[Excerpt]:
Active Longevity

‘Life’s too short’ seems to justify a lot of bad habits and behaviours. If you debate a smoker about the downsides of smoking he may reply with ‘you could be run over by a bus tomorrow’ or ‘my uncle Frank lived to 93 and he smoke at least 20 a day for 80 years’. Neither valid points but people are very good at justifying things to themselves. Something that generated an interesting conversation with a friend of mine the other day was whether living a long life was worthwhile – many think of living a long life as being sat in a nursing home waiting to die for several decades. When I think of a long life I think of being healthy, active, mobile and generally feeling good for as long as possible.

Being in my mid-thirties many of my friends are married with kids and have been letting themselves go, as it is seemingly acceptable for dads of a certain age to do. Many have ‘minor’ health problems such as digestion issues and bad backs but none are hospitalised with anything life threatening. They seem to see this as inevitable and whilst I’d agree that ageing is unavoidable I’d argue that it can be delayed significantly. I follow Laird Hamilton on Instagram and he recently celebrated his 53rd birthday and he is incredibly active as a big wave surfer and has muscle definition most 25 years olds would be envious of. There are a lot of people significantly prolonging their period of active longevity through various methods of nutrition, exercise, sleep, mindfulness and various ‘bio-hacks’.

What gets most of us

“If you’re over 40 and don’t smoke, there’s about a 70 to 80% chance you’ll die from one of four diseases: heart disease, cerebrovascular disease, cancer, or neurodegenerative disease.” – Peter Attia (if you don’t know who Peter is Google him)

 

 

All the diseases mentioned in the quote above are at least influenced by lifestyle. If you’re very unfortunate your genes can significantly increase your risk of getting these diseases but for most of us we can increase our quality and duration of life by living healthier lives. Also most of them creep up on us fairly slowly so give us plenty of warning to do something about it – although most of us ignore the symptoms. For example some would argue heart attacks are very sudden but I’d suggest that symptoms of increased risk of heart disease, such as obesity, are very visible for a long time before the heart attack gets you.

What am I Doing About it?

For me nutrition is the number 1 factor to address as I think it isn’t too difficult to significantly improve things for most people and it can move the needle the furthest in terms of positive impact. (nb unless you smoke cigarettes in which case make stopping that your priority!)  After gradually improving my diet for several years I’ve now settled on something I think works well for me which is The Perfect Health Diet (Google it!) with 2 or 3 periods of Ketosis per year. I’m deliberately not going into too much detail on the subjects mentioned as I’ll pick up on them in other post or you can fine information online.

[Information]:
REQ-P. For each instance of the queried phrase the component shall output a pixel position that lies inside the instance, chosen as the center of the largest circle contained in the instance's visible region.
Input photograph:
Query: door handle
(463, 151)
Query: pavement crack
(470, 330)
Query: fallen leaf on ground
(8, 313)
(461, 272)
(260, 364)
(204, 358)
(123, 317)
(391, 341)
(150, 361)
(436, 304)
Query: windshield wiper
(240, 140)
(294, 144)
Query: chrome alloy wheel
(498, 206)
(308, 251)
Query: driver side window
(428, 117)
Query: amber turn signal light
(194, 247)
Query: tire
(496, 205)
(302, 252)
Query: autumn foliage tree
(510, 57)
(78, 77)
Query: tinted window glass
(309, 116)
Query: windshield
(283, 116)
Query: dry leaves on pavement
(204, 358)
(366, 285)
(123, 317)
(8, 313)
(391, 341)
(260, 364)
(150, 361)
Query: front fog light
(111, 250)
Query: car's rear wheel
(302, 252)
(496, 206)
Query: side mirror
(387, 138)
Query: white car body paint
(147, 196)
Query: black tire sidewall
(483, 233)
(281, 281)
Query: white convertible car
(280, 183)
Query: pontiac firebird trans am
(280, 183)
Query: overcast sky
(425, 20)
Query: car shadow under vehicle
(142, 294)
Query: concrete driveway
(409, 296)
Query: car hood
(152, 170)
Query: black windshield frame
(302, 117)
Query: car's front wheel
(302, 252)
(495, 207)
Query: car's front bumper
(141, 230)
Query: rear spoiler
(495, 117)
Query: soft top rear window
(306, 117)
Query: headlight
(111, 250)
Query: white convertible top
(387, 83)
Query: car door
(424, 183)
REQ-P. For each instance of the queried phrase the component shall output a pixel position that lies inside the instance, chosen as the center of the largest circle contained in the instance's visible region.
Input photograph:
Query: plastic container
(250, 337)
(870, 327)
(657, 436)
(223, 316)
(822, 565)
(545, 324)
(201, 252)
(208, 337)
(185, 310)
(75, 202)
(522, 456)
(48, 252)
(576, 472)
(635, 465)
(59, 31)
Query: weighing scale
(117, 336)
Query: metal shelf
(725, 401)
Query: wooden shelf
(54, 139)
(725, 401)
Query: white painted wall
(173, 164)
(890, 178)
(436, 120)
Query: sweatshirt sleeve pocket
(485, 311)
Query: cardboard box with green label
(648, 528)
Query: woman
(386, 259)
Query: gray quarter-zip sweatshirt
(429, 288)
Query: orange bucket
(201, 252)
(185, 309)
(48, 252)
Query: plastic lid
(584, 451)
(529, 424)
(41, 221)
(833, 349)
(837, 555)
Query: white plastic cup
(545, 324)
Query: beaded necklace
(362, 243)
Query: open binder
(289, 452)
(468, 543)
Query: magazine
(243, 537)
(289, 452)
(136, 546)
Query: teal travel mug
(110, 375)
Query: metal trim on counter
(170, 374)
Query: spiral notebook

[Your goal]: Can you continue the piece on active longevity, starting right after its final sentence?

[Exercise output]:
With exercise I think there are a few areas to address as you get older and markers to be aware of. Mobility has become more and more important to me so Gymnastic Strength Training has become the cornerstone of my workouts. I think maintaining (or improving) muscle mass without restricting mobility or stressing the body too much is important. For this I do occasional deadlifts (only once every 2 weeks to avoid too much stress) and some HiiT training that involves Kettlebells and weights. I’ve cut steady state cardio out completely other than for a few minutes of warming up. I’ve another post that goes into more details on my exercise programs here. For VO2 max the HiiT takes care of that and I now also do intervals on a static resistance bike once every 2 weeks – this gives me a good way of tracking progress. If exercise has never been your thing find something that works for you – even going for a walk can be significantly better than doing nothing.

Sleep has long been very important for me and is often overlooked. To improve sleep I’ve introduced the following measures:

  • Blacked out my bedroom windows so it is genuinely dark at night
  • Play white noise during the night which helps eleminate any background noises that may wake me up
  • Made sure I don’t look at any blue light emitting  screens within about 2 hours of bedtime
  • Kept to regular bedtimes as far as possible (i.e watching one more episode of a box-set is not a reasonable excuse to stay up but going out for a friend’s birthday at a weekend is)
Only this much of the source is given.